(EXERCISE MATERIAL begins)

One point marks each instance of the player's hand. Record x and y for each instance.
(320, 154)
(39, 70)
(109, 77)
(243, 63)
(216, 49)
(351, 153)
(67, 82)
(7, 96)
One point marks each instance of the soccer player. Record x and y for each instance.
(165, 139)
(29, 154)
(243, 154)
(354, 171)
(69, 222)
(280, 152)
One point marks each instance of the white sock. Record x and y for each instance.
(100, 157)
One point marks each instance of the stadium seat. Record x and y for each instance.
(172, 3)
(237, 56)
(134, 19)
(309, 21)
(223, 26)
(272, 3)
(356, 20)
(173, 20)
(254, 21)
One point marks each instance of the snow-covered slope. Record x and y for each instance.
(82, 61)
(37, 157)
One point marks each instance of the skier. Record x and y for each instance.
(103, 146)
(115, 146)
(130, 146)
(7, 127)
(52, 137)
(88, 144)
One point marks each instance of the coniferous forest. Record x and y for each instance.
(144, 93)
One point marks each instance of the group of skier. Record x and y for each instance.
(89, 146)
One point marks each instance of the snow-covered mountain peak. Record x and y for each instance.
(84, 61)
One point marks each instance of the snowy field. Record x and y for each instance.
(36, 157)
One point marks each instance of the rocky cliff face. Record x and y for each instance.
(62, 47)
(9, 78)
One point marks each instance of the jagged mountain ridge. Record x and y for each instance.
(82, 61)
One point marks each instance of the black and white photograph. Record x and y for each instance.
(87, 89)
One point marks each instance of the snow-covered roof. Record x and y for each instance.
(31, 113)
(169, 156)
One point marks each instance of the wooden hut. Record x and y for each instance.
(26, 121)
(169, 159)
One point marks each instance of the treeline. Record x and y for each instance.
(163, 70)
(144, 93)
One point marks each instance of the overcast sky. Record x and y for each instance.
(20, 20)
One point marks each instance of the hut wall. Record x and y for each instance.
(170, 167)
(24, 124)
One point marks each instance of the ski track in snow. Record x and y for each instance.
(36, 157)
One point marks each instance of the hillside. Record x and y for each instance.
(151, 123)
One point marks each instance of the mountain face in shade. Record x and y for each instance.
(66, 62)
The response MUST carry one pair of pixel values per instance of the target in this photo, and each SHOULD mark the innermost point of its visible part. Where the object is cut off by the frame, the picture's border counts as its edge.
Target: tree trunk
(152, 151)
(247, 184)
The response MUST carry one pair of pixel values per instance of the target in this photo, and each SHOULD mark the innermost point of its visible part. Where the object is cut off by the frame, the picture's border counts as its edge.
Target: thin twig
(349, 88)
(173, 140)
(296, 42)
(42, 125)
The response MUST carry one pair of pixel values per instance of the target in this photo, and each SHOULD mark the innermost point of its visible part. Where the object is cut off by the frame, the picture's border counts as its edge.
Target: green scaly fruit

(EXERCISE MATERIAL ends)

▶ **WHAT IS EXPECTED**: Write each line of the data above out again without altering a word.

▶ **PROBLEM SOLUTION**:
One point marks each instance of the player's hand. Record x and y for each instance.
(320, 154)
(39, 70)
(109, 77)
(243, 63)
(216, 49)
(351, 153)
(67, 82)
(7, 96)
One point marks each instance of the soccer player. Record x and y for each instance.
(165, 139)
(29, 154)
(243, 154)
(354, 171)
(69, 222)
(280, 152)
One point marks each instance of the white sock. Record x and y for each instance.
(100, 157)
One point marks each instance of the stadium seat. Record x and y for each instance.
(172, 3)
(237, 56)
(134, 19)
(309, 21)
(223, 26)
(272, 3)
(356, 20)
(173, 20)
(254, 21)
One point marks each instance of the snow-covered slope. Record x and y for each instance.
(82, 61)
(37, 157)
One point marks each instance of the skier. Record x and y for each instance.
(103, 146)
(115, 146)
(130, 146)
(7, 127)
(52, 137)
(88, 144)
One point marks each instance of the coniferous forest. Record x and y for each instance.
(144, 93)
One point marks each instance of the group of skier. Record x and y for each instance.
(89, 146)
One point marks each instance of the snow-covered mountain peak. Record x and y for each instance.
(84, 61)
One point marks each instance of the snowy field. Record x and y for each instance.
(36, 157)
One point marks each instance of the rocky cliff face. Record x and y for each instance.
(62, 47)
(9, 78)
One point marks each instance of the jagged mountain ridge. Record x and y for each instance.
(82, 61)
One point marks each instance of the black and white photograph. Record x and y for each instance.
(87, 89)
One point marks each instance of the snow-covered roof. Record x and y for each instance.
(31, 113)
(169, 156)
One point marks each instance of the wooden hut. Record x and y for each instance.
(26, 121)
(169, 159)
One point marks each instance of the treeline. Record x and y for each instance.
(163, 70)
(144, 93)
One point marks each instance of the overcast sky. Record x and y for each instance.
(20, 20)
One point marks each instance of the hut wall. Record x and y for each instance.
(170, 167)
(24, 124)
One point marks each instance of the ski track in snow. Record x and y for each instance.
(36, 157)
One point marks each instance of the hillside. Record x and y for each instance.
(151, 123)
One point marks each instance of the mountain face in shade. Record x and y for each instance.
(66, 62)
The response MUST carry one pair of pixel values per instance of the target in this photo, and each SHOULD mark the innermost point of its visible part. Where the object is cut off by the frame, the picture's border counts as its edge.
Target: tree trunk
(152, 151)
(247, 184)
The response MUST carry one pair of pixel values per instance of the target in this photo, and each SHOULD mark the innermost point of its visible part. Where the object is cut off by the frame, the picture's border counts as its edge.
Target: thin twig
(349, 88)
(173, 140)
(296, 42)
(42, 125)
The response MUST carry one pair of pixel values per instance of the target in this photo, and each SHOULD mark the innermost point of its visible part. Where the object is cut off by the frame, the picture's border counts as its edge.
Target: green scaly fruit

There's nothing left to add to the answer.